*Exercise aim*: Retype every line of the records unchanged, from the line containing "player, as pixel coordinates." down to the end of the records.

*The input*:

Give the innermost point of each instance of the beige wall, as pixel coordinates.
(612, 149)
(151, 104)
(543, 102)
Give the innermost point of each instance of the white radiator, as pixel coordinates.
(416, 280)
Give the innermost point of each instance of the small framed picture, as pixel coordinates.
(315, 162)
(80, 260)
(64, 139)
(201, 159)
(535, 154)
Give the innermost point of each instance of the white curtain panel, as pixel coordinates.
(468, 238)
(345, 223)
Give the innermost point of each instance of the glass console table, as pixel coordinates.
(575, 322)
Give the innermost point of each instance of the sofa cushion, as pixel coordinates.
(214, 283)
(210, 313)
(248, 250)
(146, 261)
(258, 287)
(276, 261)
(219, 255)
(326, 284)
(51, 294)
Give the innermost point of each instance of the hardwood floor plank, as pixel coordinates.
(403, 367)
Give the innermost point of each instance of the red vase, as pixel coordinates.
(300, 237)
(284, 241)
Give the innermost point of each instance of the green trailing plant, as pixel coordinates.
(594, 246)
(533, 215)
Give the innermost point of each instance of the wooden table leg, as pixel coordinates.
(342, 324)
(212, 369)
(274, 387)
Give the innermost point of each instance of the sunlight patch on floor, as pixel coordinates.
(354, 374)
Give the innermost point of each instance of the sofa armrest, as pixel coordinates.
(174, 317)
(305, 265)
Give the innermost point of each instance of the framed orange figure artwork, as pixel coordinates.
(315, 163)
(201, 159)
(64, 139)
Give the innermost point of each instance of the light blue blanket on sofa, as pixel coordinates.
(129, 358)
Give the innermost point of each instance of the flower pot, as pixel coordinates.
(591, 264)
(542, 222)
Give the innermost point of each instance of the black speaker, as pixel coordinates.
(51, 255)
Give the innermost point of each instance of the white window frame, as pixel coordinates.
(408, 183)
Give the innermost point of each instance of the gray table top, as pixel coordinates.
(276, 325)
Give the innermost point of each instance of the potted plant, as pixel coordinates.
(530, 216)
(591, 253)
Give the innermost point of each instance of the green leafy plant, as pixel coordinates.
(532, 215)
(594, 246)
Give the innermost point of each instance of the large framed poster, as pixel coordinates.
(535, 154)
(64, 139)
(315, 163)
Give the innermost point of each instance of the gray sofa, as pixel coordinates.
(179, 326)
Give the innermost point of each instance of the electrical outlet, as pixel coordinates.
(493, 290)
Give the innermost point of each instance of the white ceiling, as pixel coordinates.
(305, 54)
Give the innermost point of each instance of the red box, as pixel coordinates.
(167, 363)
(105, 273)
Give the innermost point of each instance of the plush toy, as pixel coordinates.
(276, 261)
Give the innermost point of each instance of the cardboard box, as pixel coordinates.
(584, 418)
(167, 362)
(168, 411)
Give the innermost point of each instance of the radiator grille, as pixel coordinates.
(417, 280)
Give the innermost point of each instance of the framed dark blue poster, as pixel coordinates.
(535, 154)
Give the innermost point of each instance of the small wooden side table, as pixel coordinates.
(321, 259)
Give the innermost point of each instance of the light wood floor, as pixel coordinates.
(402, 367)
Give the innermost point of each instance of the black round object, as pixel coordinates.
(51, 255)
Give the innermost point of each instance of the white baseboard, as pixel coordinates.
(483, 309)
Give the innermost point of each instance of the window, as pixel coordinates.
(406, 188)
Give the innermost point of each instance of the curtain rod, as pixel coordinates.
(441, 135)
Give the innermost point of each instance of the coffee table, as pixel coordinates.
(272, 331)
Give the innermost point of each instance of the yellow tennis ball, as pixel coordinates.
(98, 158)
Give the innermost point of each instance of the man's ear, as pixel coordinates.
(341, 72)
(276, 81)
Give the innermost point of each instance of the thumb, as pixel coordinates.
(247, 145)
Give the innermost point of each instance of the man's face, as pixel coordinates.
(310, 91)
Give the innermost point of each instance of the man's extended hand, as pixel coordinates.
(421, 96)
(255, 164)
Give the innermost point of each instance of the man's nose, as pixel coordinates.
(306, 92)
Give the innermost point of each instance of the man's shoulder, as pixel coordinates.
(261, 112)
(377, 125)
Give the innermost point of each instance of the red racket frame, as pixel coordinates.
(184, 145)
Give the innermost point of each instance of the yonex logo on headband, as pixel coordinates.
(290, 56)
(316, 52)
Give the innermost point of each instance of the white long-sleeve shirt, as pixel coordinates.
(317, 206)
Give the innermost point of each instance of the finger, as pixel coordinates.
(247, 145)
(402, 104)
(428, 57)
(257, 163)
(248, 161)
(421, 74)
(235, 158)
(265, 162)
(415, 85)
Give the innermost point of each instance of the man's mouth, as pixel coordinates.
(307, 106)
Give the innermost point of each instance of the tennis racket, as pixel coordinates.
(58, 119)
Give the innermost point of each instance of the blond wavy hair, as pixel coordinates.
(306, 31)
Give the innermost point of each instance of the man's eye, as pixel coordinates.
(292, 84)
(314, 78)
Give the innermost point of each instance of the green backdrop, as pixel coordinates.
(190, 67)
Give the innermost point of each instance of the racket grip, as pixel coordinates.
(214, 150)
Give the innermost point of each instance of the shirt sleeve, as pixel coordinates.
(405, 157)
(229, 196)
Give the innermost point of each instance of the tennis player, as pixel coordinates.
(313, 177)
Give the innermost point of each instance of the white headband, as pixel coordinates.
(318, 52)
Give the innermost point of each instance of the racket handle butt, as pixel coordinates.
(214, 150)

*Task result*:
Give the innermost point of each instance of the tennis player, as pixel coordinates.
(313, 177)
Give the innermost point of each instance of the white headband, as pixel coordinates.
(318, 52)
Give the innermost point of each instance of the racket handle butt, as pixel coordinates.
(214, 150)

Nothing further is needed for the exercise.